- _Exercise_
Once you have read the entries, copy all of them exactly.

-- Opening Marker --

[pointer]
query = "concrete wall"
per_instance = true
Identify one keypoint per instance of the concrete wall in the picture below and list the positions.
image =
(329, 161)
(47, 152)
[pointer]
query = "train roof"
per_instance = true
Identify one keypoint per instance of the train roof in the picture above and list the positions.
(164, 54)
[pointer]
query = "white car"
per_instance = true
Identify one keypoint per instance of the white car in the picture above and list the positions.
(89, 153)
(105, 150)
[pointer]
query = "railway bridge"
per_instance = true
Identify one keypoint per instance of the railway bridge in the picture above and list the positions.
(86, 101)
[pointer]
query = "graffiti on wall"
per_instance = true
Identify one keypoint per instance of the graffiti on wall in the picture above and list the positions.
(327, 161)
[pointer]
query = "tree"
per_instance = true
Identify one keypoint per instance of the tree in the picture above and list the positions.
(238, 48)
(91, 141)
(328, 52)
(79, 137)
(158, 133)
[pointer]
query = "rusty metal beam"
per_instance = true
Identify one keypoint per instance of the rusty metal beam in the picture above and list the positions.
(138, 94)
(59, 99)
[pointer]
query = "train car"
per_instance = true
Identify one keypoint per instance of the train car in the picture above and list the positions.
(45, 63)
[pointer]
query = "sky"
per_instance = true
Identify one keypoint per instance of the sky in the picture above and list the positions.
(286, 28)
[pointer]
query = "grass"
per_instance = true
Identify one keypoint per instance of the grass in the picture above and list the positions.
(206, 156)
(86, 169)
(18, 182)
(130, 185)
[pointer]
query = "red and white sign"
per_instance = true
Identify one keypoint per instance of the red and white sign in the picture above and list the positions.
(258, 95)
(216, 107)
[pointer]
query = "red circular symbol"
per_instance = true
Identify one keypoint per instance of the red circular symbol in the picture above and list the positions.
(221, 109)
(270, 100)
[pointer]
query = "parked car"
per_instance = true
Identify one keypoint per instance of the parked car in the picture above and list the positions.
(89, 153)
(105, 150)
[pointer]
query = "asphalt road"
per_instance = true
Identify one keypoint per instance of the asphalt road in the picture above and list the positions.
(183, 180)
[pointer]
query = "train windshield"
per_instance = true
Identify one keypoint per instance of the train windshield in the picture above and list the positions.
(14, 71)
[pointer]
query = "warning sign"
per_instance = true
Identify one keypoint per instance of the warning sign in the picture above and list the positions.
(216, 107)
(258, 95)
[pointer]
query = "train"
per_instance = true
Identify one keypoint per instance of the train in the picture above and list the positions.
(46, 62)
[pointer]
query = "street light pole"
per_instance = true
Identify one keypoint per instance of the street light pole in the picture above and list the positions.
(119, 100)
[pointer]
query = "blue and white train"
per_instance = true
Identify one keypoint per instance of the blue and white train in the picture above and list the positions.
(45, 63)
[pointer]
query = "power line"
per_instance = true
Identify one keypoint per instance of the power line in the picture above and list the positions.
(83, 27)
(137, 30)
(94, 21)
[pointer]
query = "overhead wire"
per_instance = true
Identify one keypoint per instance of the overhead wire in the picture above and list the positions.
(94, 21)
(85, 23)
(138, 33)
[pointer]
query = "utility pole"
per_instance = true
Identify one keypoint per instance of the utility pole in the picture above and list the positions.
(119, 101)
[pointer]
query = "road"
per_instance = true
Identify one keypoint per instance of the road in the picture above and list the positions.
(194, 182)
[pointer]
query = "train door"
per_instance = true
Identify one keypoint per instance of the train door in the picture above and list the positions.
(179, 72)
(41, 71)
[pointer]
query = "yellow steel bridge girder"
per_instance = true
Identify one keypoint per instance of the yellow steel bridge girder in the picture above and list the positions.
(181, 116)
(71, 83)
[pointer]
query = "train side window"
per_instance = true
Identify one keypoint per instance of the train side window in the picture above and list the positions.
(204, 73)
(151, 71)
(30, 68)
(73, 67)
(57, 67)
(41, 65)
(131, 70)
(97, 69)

-- Closing Marker --

- _Written answer_
[pointer]
query = "concrete wall"
per_instance = true
Identify one keypoint per instance of the concrete wall in the picture below and list the positions.
image =
(329, 161)
(47, 152)
[pointer]
query = "train roof"
per_instance = true
Identify one keypoint per instance of the train roof in the picture above and list the positions.
(164, 54)
[pointer]
query = "white car"
per_instance = true
Identify one keypoint per instance of the white car in the picture above and list the positions.
(89, 153)
(105, 150)
[pointer]
query = "railway bridge"
per_instance = true
Identify one keypoint per instance of the railway bridge in the picture above and list the positions.
(86, 101)
[pointer]
query = "graffiti on wall"
per_instance = true
Identify one keypoint per instance of the graffiti on wall in the picture above and list the positions.
(327, 161)
[pointer]
query = "tree"
per_instance = true
Identify one keypoint per instance of the tree in the picture above and list the positions.
(238, 48)
(91, 141)
(328, 52)
(79, 137)
(158, 133)
[pointer]
query = "rusty metal beam"
per_instance = true
Identify one keypoint per instance of the rusty metal beam in the picture above and list the positions.
(138, 94)
(59, 99)
[pointer]
query = "train car"
per_instance = true
Identify one keypoint per instance of the train car in the picture above and list the positions.
(45, 63)
[pointer]
query = "sky"
per_instance = true
Identify one keypoint per instance of the sky in the picture above and list the positions.
(286, 28)
[pointer]
query = "grass"
per_instance = true
Identify one keypoint per instance of the grass in the picture above and list the positions.
(206, 156)
(86, 169)
(18, 182)
(130, 185)
[pointer]
query = "red and white sign"
per_instance = true
Identify one keypoint per instance of the red and white sign in the picture above and list the positions.
(258, 95)
(216, 107)
[pointer]
query = "red circular symbol"
per_instance = true
Identify one keypoint per instance of the red circular symbol in the picture above and list the positions.
(221, 109)
(270, 100)
[pointer]
query = "parked car"
per_instance = true
Identify one keypoint per instance of the parked car in the picture above and list the positions.
(89, 153)
(105, 150)
[pointer]
query = "asphalt road"
per_instance = true
Identify one keypoint per instance of the asphalt road in the picture above and list the positions.
(183, 180)
[pointer]
query = "train windshield"
per_instance = true
Identify one keypoint per instance of the train windshield in the picture above and list the positions.
(14, 71)
[pointer]
query = "warning sign"
per_instance = true
Identify one keypoint per instance of the warning sign in the picture above and list the positions.
(216, 107)
(258, 95)
[pointer]
query = "train"
per_instance = true
Identify one keypoint per instance of the train in the picture above and list the positions.
(46, 62)
[pointer]
query = "street light pole"
per_instance = true
Identify one keypoint per instance of the street light pole in the picture above and list the positions.
(119, 100)
[pointer]
query = "blue and white train"
per_instance = true
Identify one keypoint per instance of the blue and white train in the picture above and list the positions.
(45, 63)
[pointer]
query = "power line"
per_instance = true
Identify one keypoint per instance of the power line in the picture above and list the positions.
(83, 27)
(137, 30)
(94, 21)
[pointer]
query = "overhead wire"
per_instance = true
Identify one keypoint per instance of the overhead wire in the picture above and list the positions.
(94, 21)
(85, 23)
(138, 33)
[pointer]
query = "utility pole"
per_instance = true
Identify one keypoint per instance of the utility pole in the picture above and list the positions.
(119, 101)
[pointer]
query = "road"
per_instance = true
Identify one keypoint per instance of the road in the picture above and list the positions.
(194, 182)
[pointer]
query = "train door"
per_instance = true
Identify one keypoint per instance of the train door in the picture above and list the positions.
(179, 72)
(41, 71)
[pointer]
query = "yellow steel bridge girder"
per_instance = true
Identify one keypoint per instance of the yellow steel bridge girder in the picture above and list the positions.
(181, 116)
(71, 83)
[pointer]
query = "train side window"
per_instance = true
Identify one keypoint per instance of the train side window in the picture above and list the positions.
(204, 73)
(151, 71)
(30, 68)
(73, 67)
(57, 67)
(41, 65)
(131, 70)
(97, 69)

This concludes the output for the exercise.